→ **PROVIDED PASSAGE**

....

A Hall-of-Fame-worthy memory
Glen looks back on his championships fondly. He singles out the 2014 Birchmont, the year Derek won the Men’s Executive Division crown. However, those memories don’t stack up to the 100th Birchmont in 2024.
The Hasselbergs turned the occasion into a family reunion.
“They had the first (Past) Champions Dinner,” Glen said. “My son is a past champion, my second daughter is a past champion. All four of my daughters played in the Women’s Executive Division last year, and my grandkids played in it, too.
“We had a dozen of us playing in the same tournament. I mean, I had five grandkids playing in the tournament this week. Here we are, with three of our families staying at Ruttger’s and another with a cabin on Beltrami. It’s all good.”
It was a pinnacle Birchmont outing that hit home for the Hasselbergs.
“All four of my sisters, my three kids, my sister’s two boys — we all played,” Derek said. “I had a brother-in-law out here, too. That’s a fun memory for us. Even something as simple as qualifying, all of my sisters played together (in the Women’s Executive Division). It was the first time they played together in 16 years.”
A year later, Glen and Derek attended the second annual Past Champions Dinner last weekend. This time, they were met with a surprise.
Throughout his career in golf, Glen became a member of the Minnesota Golf Coaches Association Hall of Fame and the Staples-Motley Athletic Hall of Fame. He’s also a member of the Minnesota Interscholastic Athletic Administrators Hall of Fame.
Last Sunday, he was honored as part of the inaugural Birchmont Hall of Fame class.
“It was precious,” Glen said. “There are so many people qualified and, in my judgment, candidates to be in the Hall of Fame. The only thing I could think of when they announced my name was that it had to be because of my age.”
TJ Rhodes / Bemidji Pioneer
While Glen is content with dismissing the weight of his induction, his peers felt it was obvious.
“Not to have too much narcissism, it felt very deserving,” Derek said. “He became an institution at this golf course, not just with the Birchmont, but the Vanderslus as well and being a BSU grad. His ties run deep here, and that honor was pretty great.”

....

→ **INFORMATION SUPPLIED**
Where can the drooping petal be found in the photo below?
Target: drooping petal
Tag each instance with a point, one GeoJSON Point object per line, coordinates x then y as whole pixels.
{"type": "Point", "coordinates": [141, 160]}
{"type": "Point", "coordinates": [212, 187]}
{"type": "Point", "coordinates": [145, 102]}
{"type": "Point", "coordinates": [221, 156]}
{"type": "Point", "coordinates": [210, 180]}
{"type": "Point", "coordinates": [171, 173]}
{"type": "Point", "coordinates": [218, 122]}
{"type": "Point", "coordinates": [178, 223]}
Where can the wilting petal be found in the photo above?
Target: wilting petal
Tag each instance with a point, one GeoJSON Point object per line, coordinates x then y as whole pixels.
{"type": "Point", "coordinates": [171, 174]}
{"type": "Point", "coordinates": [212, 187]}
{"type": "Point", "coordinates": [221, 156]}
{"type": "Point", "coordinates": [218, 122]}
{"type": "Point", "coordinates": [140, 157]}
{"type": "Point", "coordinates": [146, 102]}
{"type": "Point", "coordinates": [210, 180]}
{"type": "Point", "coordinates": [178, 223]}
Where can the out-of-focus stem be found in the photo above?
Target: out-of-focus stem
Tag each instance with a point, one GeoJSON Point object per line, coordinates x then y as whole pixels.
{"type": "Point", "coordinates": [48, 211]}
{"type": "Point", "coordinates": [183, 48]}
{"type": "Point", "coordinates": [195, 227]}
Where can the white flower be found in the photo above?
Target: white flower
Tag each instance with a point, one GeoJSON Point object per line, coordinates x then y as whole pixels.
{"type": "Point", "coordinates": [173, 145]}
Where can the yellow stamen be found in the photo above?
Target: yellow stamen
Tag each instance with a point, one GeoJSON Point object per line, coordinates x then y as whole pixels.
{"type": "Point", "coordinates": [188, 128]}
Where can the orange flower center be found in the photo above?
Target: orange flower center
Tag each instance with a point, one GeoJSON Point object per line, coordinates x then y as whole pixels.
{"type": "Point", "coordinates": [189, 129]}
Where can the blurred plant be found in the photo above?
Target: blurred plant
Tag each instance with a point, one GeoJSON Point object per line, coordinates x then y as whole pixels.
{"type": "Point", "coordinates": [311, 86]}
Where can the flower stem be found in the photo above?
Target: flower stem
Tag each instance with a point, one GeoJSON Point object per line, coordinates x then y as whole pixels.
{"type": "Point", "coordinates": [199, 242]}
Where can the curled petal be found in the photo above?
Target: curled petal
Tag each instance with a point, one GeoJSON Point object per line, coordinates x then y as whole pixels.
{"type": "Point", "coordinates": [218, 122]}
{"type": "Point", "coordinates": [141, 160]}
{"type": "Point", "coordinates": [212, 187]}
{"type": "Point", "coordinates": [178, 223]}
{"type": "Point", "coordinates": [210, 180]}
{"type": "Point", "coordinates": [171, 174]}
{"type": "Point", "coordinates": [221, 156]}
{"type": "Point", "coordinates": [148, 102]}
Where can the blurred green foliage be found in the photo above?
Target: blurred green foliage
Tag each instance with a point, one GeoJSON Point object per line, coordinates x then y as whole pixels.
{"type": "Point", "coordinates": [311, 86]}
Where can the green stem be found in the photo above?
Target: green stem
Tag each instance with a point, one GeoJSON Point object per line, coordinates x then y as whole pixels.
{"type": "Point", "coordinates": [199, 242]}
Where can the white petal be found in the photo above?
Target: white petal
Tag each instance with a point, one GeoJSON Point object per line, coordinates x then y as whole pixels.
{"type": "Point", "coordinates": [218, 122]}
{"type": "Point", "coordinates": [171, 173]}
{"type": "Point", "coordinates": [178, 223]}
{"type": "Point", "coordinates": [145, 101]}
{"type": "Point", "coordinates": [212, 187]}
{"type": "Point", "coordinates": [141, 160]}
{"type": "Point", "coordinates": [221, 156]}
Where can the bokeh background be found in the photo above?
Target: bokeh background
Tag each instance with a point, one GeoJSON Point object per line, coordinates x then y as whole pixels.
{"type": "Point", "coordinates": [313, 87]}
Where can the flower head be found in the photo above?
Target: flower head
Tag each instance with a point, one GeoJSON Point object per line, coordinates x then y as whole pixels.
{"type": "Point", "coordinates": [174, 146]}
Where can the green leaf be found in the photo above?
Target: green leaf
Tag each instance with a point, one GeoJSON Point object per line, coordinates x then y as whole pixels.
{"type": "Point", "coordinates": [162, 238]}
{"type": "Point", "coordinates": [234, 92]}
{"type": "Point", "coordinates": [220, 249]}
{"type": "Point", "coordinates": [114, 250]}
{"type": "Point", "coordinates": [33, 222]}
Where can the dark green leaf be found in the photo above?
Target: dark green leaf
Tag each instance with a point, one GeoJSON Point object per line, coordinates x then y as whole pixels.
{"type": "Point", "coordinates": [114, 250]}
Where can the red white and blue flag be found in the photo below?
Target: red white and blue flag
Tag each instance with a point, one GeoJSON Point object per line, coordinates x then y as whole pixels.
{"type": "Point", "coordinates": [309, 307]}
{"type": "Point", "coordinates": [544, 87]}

....

→ **WRITTEN REQUEST**
Can you write the next part of the article about Glen Hasselberg's induction into the Birchmont Hall of Fame, picking up after its final paragraph?

→ **ANSWER FOR THIS EXERCISE**
As Glen enters the twilight era of his life in golf, he spends some time reflecting on the game that gave him so much.
He remembers introducing his kids to the sport, watching them grow up through the Staples-Motley programs he helped build from the ground up. He watched them play collegiately, then enter the Birchmont tournament themselves before implementing the same cycle for their children.
Glen has proven to be nothing but consistent, whether it be through his guidance at his Staples-Motley programs or his persistence in witnessing every Hasselberg shot from the driver’s seat of his seasoned red golf cart.
Ultimately, the grandfather figure to so many turned the Birchmont into his sanctuary.
“I play a lot at Grand View, I play a lot at The Pines and The Preserve,” Glen said. “People ask me, ‘What’s the best course?’ There are so many courses in that area down in Brainerd and Staples where you could die and go to heaven and play a course like that every day. But the one course I tell them is the Bemidji Town and Country Club.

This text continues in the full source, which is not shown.